STATED TASK -
Please write out every line of the records below word for word, leaving the pictures out.

Coordinate annotation records
-- start --
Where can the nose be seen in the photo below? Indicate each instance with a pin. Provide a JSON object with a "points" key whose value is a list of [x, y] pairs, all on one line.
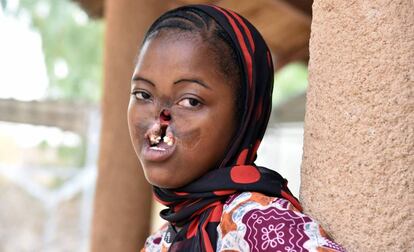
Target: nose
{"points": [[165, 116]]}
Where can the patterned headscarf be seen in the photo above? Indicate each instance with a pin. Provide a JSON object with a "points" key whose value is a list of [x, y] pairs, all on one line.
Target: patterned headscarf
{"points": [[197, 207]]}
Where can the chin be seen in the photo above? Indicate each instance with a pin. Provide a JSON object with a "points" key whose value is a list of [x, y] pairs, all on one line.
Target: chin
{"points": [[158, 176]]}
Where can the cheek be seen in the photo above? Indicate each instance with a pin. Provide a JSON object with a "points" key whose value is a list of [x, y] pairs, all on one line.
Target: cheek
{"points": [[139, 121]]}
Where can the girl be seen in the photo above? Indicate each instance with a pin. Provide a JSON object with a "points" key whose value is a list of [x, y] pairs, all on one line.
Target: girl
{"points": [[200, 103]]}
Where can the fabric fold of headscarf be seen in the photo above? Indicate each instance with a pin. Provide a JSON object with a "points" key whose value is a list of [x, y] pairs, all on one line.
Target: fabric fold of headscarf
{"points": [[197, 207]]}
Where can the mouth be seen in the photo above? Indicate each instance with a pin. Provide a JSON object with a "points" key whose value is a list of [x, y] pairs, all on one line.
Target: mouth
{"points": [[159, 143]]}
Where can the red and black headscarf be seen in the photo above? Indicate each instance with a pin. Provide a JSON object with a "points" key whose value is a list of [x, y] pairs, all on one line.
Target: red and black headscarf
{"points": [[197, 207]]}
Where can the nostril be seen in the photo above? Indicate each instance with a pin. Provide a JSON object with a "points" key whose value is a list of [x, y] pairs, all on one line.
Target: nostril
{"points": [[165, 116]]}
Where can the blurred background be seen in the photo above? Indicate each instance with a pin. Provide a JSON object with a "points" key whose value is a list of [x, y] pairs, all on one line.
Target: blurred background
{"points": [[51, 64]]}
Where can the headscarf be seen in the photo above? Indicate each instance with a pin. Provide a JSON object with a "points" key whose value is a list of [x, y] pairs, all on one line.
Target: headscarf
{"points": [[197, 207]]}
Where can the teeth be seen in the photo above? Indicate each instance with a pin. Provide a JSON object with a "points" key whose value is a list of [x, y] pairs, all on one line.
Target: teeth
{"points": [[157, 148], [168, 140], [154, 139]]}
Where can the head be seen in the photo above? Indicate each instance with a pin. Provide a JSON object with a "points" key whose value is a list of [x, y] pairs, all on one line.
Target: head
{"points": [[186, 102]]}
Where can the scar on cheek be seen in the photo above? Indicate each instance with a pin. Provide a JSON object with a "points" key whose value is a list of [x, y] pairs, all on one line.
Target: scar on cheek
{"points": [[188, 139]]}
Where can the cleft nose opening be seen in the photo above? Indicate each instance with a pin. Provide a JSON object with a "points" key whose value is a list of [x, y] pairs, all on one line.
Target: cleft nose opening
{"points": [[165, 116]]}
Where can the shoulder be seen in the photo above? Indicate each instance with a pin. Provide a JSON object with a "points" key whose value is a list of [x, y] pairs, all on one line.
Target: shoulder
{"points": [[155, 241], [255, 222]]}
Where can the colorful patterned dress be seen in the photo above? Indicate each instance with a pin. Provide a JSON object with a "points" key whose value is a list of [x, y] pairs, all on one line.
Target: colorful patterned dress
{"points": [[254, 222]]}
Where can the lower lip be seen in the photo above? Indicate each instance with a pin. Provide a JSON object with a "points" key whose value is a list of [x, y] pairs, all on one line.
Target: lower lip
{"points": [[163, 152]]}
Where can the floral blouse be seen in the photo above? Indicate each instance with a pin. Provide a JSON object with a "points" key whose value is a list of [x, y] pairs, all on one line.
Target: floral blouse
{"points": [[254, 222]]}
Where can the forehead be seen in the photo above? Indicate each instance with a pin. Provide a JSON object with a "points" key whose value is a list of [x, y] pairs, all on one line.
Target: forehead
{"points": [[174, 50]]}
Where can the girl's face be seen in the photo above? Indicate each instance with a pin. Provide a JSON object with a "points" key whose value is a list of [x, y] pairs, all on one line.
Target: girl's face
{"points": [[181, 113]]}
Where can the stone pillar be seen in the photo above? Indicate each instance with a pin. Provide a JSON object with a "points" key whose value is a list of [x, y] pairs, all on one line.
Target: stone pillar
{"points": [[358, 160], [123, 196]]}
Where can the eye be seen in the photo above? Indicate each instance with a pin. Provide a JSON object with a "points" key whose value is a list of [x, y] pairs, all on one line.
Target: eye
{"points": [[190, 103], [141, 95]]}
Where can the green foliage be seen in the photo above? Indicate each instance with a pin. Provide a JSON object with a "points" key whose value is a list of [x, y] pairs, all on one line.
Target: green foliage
-- end --
EXERCISE OUTPUT -
Where can the nose be seen in the photo below? Indicate each instance with a pin. Provide a JSON object with a "points" key whose value is a list of [x, y] pairs, all on one line.
Target: nose
{"points": [[165, 116]]}
Where can the patterned headscarf be seen in the photo above? Indicate each instance with a pin. Provide a JSON object with a "points" key whose value is a list of [x, y] pairs, all on one line.
Target: patterned headscarf
{"points": [[197, 207]]}
Where can the chin be seen in the photo above? Indicate each instance with a pin. Provide a JSON object with a "points" key whose value is a list of [x, y] pairs, all on one line.
Target: chin
{"points": [[158, 176]]}
Where can the cheek be seen in the photo above? Indicate each instance with a pin. Provide a JSON object with a "points" key whose value is a list of [x, y] pairs, all on one line.
Target: cheek
{"points": [[139, 121]]}
Where can the girl be seen in the photo above? Indicate each instance with a pin. Provide a JSON object with a "points" key whose value is a list of [x, y] pairs, all on one line.
Target: girl
{"points": [[200, 103]]}
Where can the fabric fold of headscarf be seen in the photo above? Indicate each instance with a pin. Provide a JSON object with a "points" key whose value is a list of [x, y] pairs, all on one line.
Target: fabric fold of headscarf
{"points": [[197, 207]]}
Where can the mouth be seen in the photo above? Indicate each instance with a pin. Provide a JSON object with a "points" key whose value is a list of [x, y] pairs, all on one line.
Target: mouth
{"points": [[159, 143]]}
Where can the red and black headscarf be seen in the photo above? Indicate each instance with a pin. Provide a JSON object with a "points" key whose value is a list of [x, y] pairs, all on one line.
Target: red and black headscarf
{"points": [[197, 207]]}
Where can the nostril be seen in the photo above? Indicate each instance with a pin. Provide a JSON object with a "points" key whose value is a list of [x, y] pairs, all on one line.
Target: nostril
{"points": [[165, 116]]}
Where can the blurred background be seen in the photo above? Indicate each instance with a pin. Provide a JSON object with a "points" key whose value is a list of [x, y] pairs, all on one line.
Target: blurred background
{"points": [[51, 64]]}
Where can the headscarf be seen in the photo above? Indicate each instance with a pin. Provide a JSON object with a "points" key whose value is a list of [x, y] pairs, all on one line.
Target: headscarf
{"points": [[197, 207]]}
Where can the teeth be seen in the photo above? Indicate each instance with a pin. Provide a JSON object with a "points" key whose value is a list of [x, y] pairs, all on one line.
Target: teeth
{"points": [[157, 148], [168, 140], [154, 139]]}
Where can the head be seen in the photo above? Indicate each instance with a pin. Provide a JSON object with a "points" key whose value is a list of [x, y] pairs, all on one line.
Target: head
{"points": [[186, 102]]}
Where can the scar on cheek be seen in the photo above? Indicate each instance with a pin. Provide a JSON object with a "points" key whose value is a list of [x, y] pairs, all on one line.
Target: scar on cheek
{"points": [[188, 139]]}
Where can the cleft nose opening be seen in the photo above? Indicate each instance with a pin. Provide a JSON object with a "points" key whose value is a list of [x, y] pairs, all on one line.
Target: cleft nose opening
{"points": [[165, 116]]}
Where can the shoulder be seen in the photo above? Indicate each instance with a pin. Provide a JSON object with a "points" key whose value is a list of [x, y] pairs, all on one line.
Target: shoulder
{"points": [[155, 241], [255, 222]]}
Where can the colorful patterned dress be seen in the photo above? Indicate each instance with a pin. Provide a JSON object with a "points" key whose value is a list of [x, y] pairs, all on one line.
Target: colorful patterned dress
{"points": [[254, 222]]}
Where can the lower lip be seen in the photo above? Indicate each instance with a pin. Provide a JSON object with a "points" key whose value is a list of [x, y] pairs, all on one line.
Target: lower lip
{"points": [[163, 152]]}
Where can the floral blouse be seen in the photo above? Indicate each instance with a pin. Provide a JSON object with a "points" key whose value is a list of [x, y] pairs, all on one line.
Target: floral blouse
{"points": [[254, 222]]}
Where can the forehead be seen in the photo above? Indicate each instance with a pin. Provide a JSON object with a "points" key whose value is a list of [x, y] pairs, all on one line.
Target: forehead
{"points": [[174, 50]]}
Where can the girl's face be seen in the photo above? Indicate each instance with a pin. Provide a JSON object with a "points" key whose value is a list of [x, y] pairs, all on one line.
Target: girl's face
{"points": [[181, 113]]}
Where can the stone pillar be seen in the photo above? Indicate each instance with a pin. Provide a JSON object with a "points" key whose value is a list of [x, y] pairs, all on one line.
Target: stone pillar
{"points": [[358, 160], [123, 196]]}
Where can the eye be seen in the photo above? Indicate each instance with a pin. Provide a JSON object with a "points" key whose value is a list of [x, y] pairs, all on one line.
Target: eye
{"points": [[190, 103], [141, 95]]}
Where can the green foliage be seen in the photo above? Indicate each instance with a pin. Provide a JSON object with a "points" key whose value is a list of [x, y] pairs, all on one line.
Target: green foliage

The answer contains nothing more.